Region pointing data
——————————
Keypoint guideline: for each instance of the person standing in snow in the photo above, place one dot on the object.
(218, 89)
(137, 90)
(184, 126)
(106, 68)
——————————
Exercise goal: Each line above must be returned exactly as written.

Output below:
Keypoint guideline: for each instance of the person standing in snow in the photo above, place one dot on the object.
(218, 89)
(137, 90)
(184, 126)
(106, 68)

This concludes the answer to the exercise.